**Aim of the task:** Extract the lines of the data below, starting with the line that contains "the cow's tail?" and continuing through the line that contains "[119,485,147,511]", and reproduce them exactly.

**Part of a data file:**
-=-=-
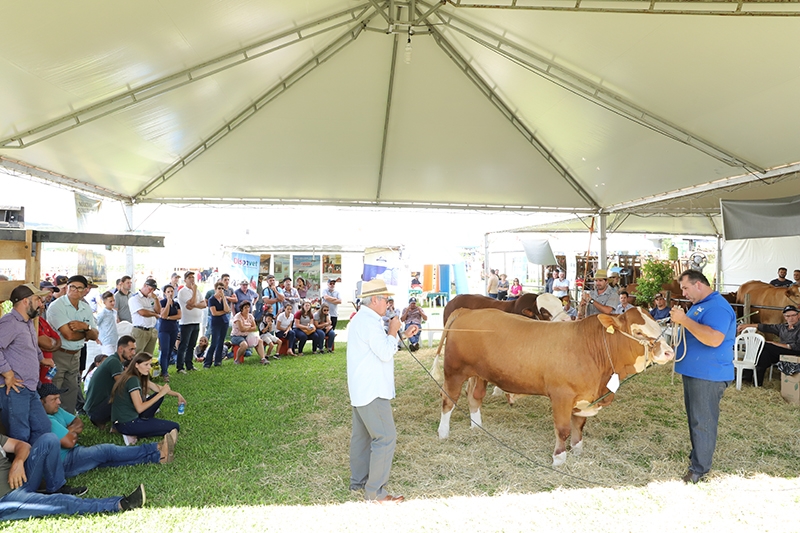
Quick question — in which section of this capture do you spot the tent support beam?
[375,34,400,200]
[0,0,375,149]
[133,13,374,202]
[448,0,800,17]
[430,26,600,210]
[604,163,800,213]
[0,155,130,202]
[428,2,764,172]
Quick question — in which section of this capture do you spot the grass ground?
[9,345,800,532]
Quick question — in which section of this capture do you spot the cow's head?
[596,307,675,372]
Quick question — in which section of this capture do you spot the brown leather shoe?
[372,494,405,503]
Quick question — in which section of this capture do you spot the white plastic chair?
[733,328,764,390]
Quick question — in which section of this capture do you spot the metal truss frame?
[418,17,600,210]
[603,163,800,213]
[446,0,800,17]
[428,2,764,172]
[0,0,375,149]
[133,11,374,202]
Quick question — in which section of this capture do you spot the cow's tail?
[431,309,461,381]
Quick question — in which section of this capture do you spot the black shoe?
[683,470,705,485]
[53,485,89,496]
[119,485,147,511]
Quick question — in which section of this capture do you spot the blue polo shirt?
[675,292,736,381]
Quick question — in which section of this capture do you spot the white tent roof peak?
[0,0,800,213]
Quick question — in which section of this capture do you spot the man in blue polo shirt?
[670,270,736,483]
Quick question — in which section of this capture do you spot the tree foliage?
[636,260,674,305]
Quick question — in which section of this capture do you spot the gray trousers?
[350,398,397,500]
[53,350,81,415]
[683,376,730,475]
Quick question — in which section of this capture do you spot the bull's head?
[596,307,675,372]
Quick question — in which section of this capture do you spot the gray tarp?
[720,196,800,241]
[522,239,556,265]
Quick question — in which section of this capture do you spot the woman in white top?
[275,302,297,357]
[231,301,269,365]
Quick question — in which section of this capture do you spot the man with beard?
[0,283,53,444]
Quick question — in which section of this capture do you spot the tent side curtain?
[522,239,556,265]
[720,196,800,240]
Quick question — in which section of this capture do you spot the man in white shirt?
[553,268,569,298]
[47,276,98,414]
[322,279,342,329]
[347,279,416,503]
[175,272,208,374]
[126,279,161,356]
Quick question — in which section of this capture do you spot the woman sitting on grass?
[314,304,336,353]
[110,352,186,446]
[231,302,269,365]
[275,303,298,357]
[294,302,325,355]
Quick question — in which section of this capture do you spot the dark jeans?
[0,386,50,444]
[175,324,200,370]
[158,326,178,376]
[683,376,730,476]
[64,440,161,477]
[203,321,228,368]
-=-=-
**Reply to the exercise:**
Quick question — in which section of this capture do you spot the cow's tail?
[431,309,461,381]
Quick question — in which section of this capture do you spot the black shoe?
[683,470,705,485]
[53,485,89,496]
[119,485,147,511]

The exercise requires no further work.